_Directions for this task:_
In the gas-station food excerpt below, what price does it give for regular unleaded gasoline?

======== Excerpt to read

Chile rellenos, golden brown outside, bursting with beans,
shredded pork, and queso fresco, and slathered in salsa roja. Consomme-clear
chicken broth garnished with bits of fried tortillas, avocado, and a dusting of
queso fresco. Frijoles — refried beans — a deceptively mundane-looking study in
brown, stoked with garlic and just enough chipotle pepper to make you sit up
and take notice. A cup of salsa verde, cool and green tasting, dolled up with a
mixture of pickled jalapenos and garlic and transformed into a spicy powerhouse
of flavor. And regular unleaded gasoline, with 10 percent ethanol, at $3.77 a
gallon as of press time.

Here in the prim and proper north, the idea of gas-station
cuisine long ago became the province of the roller dog, the Slurpee machine,
and snacks that ought to bear a warning from the American Heart Association.

================
======== Information shown

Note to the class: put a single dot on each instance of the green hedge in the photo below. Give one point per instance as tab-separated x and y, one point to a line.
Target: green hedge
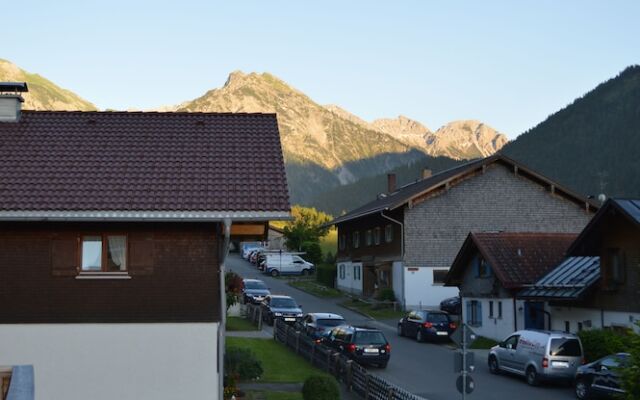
598	343
326	274
320	387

================

_Result:_
$3.77 a gallon as of press time.